_SHORT EXERCISE_. Reproduce word for word the passage of the Eva Turner forum thread below, starting at "I'm a fan. You" and ending after "(May 17, 2015)".

# Am I Alone In Being a Huge Fan of Dame Eva Turner?



## Seattleoperafan (Mar 24, 2013)

In my opinion Eva Turner's voice, despite it's Grand Canyon size and scope, is the best recorded voice of the 20's. None of the blowing out of the recording equipment like the great Ponselle was subject to. I knew of her In Questa Reggia, which may be the best ever, but didn't know she was so versatile. My estimation of her has really taken off of late. Of course La Nilsson excelled at Turandot, but I can't imagine Nilsson singing "D'amor sull'ali rosee" with the Bel Canto aplomb that Turner delivered : 



. She not only sang gently up top but had trills that were the equal of Sutherland. She prepared for Norma but WWII put an end to those plans. I would love to hear what she could have done with Casta Diva. She also could sing Suicidio with powerful low notes that sound completely of one piece with the rest of her voice. She was also a huge success at Wagner, but never tackled Kundry or Gotterdammerung Brunhilde, the later being too taxing in her opinion for her voice. She sang Turandot 200 times and still had a great voice with no ill effects. An interesting thing about her is that despite having one of the biggest singing voices of all time, it was also incredibly beautiful and she did all of that with a very normal size figure.






She had a very long singing career and went on to become one of the greatest British vocal coaches. A plus for her students was her German and Italian were impeccible. Her most famous student is Gwyneth Jones. I read a piece on her and the author said she was the happiest person he had ever met. If you haven't checked her out I encourage you to acquaint yourself with the gorgeous, unbelievable powerful yet versatile voice of Dame Eva Turner.


----------



## The Conte (May 31, 2015)

I'm a fan. You can sense the size from those recordings, which you don't get with other recordings from the same era. Have you heard the live ones from Covent Garden with Martinelli. Bad sound, of course, but it was an amazing voice. She was only suited for a few roles, though and I prefer Muzio in Verismo and Ponselle in Verdi.

N.


----------



## Barbebleu (May 17, 2015)

No. :xxxxxxxxxxxxxxxxxxxx


----------

_GIVEN DATA_.
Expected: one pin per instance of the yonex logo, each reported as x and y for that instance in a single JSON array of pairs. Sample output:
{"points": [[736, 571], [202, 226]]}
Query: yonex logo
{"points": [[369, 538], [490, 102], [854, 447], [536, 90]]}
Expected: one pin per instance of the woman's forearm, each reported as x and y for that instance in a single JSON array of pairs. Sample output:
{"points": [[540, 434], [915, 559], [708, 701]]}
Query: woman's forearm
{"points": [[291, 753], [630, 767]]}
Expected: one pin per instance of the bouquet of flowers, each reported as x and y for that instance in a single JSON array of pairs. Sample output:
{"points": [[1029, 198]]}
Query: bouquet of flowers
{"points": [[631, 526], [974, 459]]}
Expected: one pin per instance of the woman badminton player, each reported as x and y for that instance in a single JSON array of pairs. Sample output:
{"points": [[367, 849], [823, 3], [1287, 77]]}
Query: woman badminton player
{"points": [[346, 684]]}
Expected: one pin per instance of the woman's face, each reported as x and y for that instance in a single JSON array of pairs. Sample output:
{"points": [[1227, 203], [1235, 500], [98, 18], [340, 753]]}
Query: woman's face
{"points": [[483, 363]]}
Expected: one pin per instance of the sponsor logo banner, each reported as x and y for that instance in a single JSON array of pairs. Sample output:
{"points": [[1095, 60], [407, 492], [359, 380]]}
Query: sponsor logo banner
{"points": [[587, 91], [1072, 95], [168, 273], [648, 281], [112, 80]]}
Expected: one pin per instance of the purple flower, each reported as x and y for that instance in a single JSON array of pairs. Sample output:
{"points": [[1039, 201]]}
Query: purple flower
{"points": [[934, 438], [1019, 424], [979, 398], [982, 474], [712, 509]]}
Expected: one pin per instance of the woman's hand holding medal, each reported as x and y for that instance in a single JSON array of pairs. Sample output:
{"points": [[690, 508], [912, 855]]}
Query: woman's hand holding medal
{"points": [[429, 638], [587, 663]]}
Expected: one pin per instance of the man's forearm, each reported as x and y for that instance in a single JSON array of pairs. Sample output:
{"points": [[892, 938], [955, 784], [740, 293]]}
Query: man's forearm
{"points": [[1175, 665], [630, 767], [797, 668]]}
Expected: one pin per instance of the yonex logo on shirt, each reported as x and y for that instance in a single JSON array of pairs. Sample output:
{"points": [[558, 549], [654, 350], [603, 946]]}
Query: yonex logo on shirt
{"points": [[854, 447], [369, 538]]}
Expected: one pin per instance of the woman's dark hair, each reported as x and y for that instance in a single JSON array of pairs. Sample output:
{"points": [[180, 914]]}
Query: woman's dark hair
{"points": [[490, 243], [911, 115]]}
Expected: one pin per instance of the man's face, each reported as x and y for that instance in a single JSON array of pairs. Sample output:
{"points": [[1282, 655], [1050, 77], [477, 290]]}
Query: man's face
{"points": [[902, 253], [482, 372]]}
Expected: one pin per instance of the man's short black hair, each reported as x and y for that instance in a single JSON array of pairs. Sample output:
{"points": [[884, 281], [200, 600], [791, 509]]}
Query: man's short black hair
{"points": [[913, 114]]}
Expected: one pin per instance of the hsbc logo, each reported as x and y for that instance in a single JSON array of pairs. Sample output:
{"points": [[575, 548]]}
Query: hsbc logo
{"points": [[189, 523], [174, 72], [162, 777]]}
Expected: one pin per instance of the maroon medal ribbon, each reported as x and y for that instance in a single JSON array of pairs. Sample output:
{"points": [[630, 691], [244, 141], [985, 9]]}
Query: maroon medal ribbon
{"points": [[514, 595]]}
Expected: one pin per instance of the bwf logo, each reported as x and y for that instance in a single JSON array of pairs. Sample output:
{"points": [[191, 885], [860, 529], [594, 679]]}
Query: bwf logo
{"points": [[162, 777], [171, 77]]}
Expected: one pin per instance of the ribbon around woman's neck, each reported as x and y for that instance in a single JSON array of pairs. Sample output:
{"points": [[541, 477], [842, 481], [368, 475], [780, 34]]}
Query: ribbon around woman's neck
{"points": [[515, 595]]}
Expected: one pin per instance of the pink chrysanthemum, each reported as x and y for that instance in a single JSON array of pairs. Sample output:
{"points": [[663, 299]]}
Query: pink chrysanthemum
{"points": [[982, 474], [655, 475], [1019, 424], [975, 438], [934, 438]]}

* * *

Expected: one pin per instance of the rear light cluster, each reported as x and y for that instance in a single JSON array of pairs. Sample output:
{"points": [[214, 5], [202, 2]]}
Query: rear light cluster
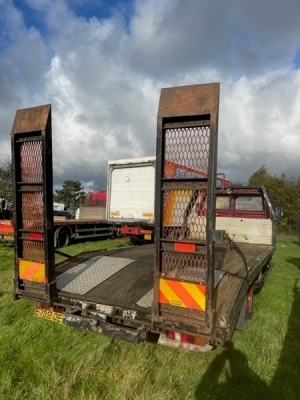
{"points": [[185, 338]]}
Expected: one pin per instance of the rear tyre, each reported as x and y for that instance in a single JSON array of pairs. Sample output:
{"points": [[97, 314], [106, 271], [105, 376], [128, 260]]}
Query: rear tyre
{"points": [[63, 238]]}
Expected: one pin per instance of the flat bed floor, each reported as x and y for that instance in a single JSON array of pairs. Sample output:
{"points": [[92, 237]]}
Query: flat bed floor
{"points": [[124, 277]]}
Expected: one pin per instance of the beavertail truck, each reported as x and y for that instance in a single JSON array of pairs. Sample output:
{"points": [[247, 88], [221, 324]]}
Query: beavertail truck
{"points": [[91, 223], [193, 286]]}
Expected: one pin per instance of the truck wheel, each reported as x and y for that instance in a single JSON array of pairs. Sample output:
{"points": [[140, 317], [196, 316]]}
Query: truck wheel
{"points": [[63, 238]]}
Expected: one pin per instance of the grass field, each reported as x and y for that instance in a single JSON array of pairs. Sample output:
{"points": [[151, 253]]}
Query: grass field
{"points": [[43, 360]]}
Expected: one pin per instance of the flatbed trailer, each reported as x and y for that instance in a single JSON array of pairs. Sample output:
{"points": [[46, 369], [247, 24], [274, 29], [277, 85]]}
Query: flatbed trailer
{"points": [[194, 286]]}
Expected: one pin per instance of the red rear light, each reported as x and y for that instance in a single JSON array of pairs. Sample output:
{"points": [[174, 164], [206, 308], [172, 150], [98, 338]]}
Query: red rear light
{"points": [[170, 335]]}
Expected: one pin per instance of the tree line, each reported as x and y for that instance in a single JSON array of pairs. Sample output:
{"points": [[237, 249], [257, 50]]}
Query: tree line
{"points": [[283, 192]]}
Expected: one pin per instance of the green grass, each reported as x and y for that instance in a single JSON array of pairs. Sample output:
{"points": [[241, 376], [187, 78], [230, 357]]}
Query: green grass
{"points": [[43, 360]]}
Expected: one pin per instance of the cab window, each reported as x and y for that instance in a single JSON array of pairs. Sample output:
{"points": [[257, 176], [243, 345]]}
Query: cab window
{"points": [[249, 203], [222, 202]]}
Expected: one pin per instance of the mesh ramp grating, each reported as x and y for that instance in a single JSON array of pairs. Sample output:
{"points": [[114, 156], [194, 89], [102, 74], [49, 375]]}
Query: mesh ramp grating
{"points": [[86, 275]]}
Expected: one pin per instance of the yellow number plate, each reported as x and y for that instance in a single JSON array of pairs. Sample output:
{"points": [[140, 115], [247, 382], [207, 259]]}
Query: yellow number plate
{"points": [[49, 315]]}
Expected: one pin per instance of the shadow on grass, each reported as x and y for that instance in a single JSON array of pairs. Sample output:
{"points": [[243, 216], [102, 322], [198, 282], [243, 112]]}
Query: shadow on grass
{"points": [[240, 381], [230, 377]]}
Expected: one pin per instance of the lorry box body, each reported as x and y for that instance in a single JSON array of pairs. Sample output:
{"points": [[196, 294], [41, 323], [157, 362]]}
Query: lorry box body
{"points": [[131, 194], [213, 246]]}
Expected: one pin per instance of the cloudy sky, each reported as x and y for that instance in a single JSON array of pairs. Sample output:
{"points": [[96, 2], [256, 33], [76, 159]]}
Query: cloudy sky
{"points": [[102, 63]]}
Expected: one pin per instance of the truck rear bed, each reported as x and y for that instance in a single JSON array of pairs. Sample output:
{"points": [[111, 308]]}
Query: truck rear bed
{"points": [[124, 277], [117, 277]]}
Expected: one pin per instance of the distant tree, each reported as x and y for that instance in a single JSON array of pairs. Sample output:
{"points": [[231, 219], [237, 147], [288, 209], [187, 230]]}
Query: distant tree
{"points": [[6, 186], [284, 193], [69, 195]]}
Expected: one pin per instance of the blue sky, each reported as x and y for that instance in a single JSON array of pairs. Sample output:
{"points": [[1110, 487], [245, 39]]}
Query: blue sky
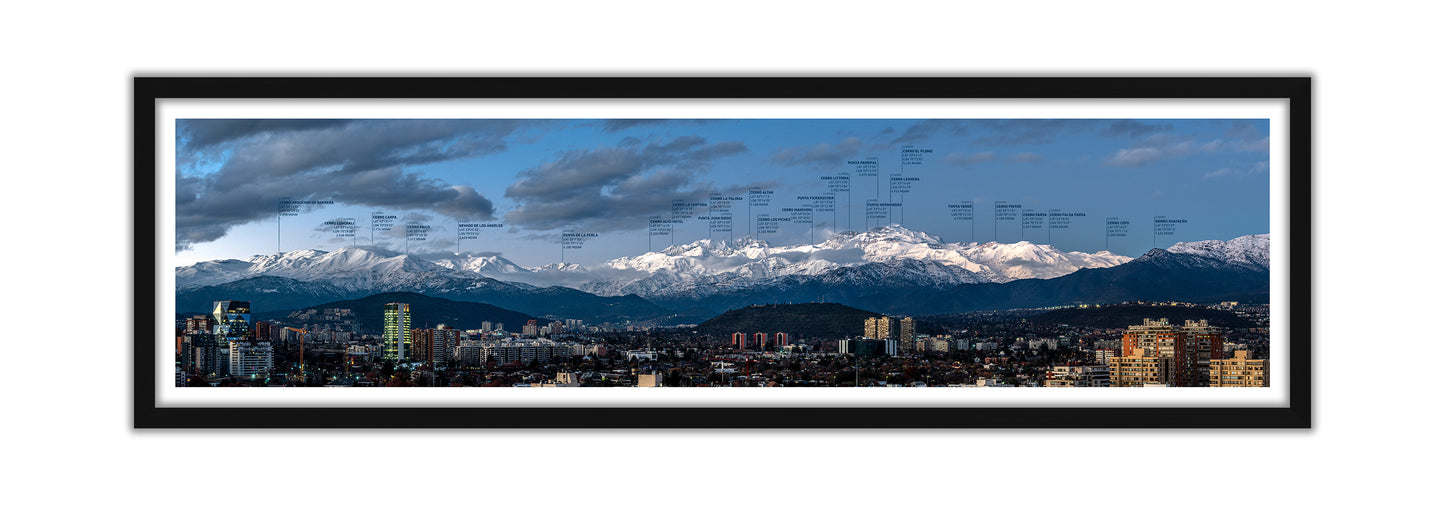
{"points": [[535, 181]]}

==

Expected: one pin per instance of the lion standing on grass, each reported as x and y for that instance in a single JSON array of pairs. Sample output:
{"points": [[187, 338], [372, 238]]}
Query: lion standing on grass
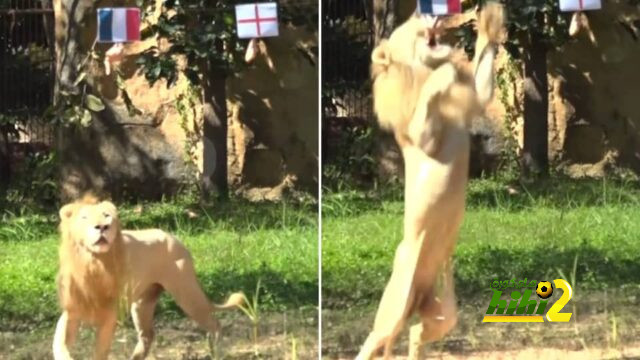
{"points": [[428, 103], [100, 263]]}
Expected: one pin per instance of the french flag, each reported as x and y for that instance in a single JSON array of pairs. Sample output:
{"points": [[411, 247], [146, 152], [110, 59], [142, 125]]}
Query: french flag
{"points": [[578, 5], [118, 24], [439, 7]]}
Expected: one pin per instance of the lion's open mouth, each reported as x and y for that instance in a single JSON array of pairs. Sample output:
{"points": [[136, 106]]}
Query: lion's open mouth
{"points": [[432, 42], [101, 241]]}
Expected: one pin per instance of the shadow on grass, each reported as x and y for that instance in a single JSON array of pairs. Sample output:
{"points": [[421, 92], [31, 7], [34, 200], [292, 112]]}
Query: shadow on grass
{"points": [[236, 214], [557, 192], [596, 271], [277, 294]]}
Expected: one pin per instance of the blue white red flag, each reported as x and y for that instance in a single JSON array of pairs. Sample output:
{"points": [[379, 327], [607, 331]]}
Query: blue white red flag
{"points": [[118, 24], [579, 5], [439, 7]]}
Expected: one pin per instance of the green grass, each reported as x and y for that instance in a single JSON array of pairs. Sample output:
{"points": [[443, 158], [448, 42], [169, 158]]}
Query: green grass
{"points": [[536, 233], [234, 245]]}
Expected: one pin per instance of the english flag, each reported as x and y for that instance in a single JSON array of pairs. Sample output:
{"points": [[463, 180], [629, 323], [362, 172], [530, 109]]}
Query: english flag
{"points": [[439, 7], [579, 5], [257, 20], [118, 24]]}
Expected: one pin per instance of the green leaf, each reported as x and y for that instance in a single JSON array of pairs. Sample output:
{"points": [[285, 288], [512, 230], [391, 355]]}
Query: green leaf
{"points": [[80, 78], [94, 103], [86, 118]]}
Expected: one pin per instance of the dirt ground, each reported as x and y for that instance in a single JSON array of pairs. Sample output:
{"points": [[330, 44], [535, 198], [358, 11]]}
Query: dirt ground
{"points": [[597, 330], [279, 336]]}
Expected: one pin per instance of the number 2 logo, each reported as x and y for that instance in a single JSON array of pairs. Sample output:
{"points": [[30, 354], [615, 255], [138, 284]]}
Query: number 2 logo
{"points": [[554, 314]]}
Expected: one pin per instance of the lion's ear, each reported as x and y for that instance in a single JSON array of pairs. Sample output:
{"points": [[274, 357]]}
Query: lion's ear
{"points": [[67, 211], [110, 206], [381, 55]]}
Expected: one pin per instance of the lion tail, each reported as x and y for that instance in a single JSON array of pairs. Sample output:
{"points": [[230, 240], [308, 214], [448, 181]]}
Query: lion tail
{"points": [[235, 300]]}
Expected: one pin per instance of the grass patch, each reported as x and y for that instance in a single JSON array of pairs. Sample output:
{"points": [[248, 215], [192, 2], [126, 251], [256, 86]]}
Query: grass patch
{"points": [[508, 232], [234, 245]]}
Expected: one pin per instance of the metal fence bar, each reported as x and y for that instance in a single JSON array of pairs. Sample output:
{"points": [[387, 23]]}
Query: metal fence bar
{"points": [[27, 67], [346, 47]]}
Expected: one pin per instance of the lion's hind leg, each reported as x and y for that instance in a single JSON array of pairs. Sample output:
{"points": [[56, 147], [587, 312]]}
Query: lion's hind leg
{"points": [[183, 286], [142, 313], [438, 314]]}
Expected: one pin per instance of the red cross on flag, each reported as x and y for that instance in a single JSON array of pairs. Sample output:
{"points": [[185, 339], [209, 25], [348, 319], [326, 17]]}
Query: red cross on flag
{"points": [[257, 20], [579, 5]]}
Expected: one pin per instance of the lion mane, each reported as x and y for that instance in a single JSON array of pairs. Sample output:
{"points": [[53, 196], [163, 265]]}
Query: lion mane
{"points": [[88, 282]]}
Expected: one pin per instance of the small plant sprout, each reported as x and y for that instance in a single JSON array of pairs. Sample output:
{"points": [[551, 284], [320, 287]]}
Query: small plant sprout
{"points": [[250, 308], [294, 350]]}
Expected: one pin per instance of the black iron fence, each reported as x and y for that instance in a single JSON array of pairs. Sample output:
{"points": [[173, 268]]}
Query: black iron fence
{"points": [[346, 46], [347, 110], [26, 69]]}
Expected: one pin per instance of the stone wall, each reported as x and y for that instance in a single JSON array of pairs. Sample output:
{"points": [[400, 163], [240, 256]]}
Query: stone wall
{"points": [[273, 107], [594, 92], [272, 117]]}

_SOLUTION TO THE EXERCISE_.
I'm a fan. You can sense the size from those recordings, which you don't get with other recordings from the same era. Have you heard the live ones from Covent Garden with Martinelli. Bad sound, of course, but it was an amazing voice. She was only suited for a few roles, though and I prefer Muzio in Verismo and Ponselle in Verdi.

N.


----------



## Barbebleu (May 17, 2015)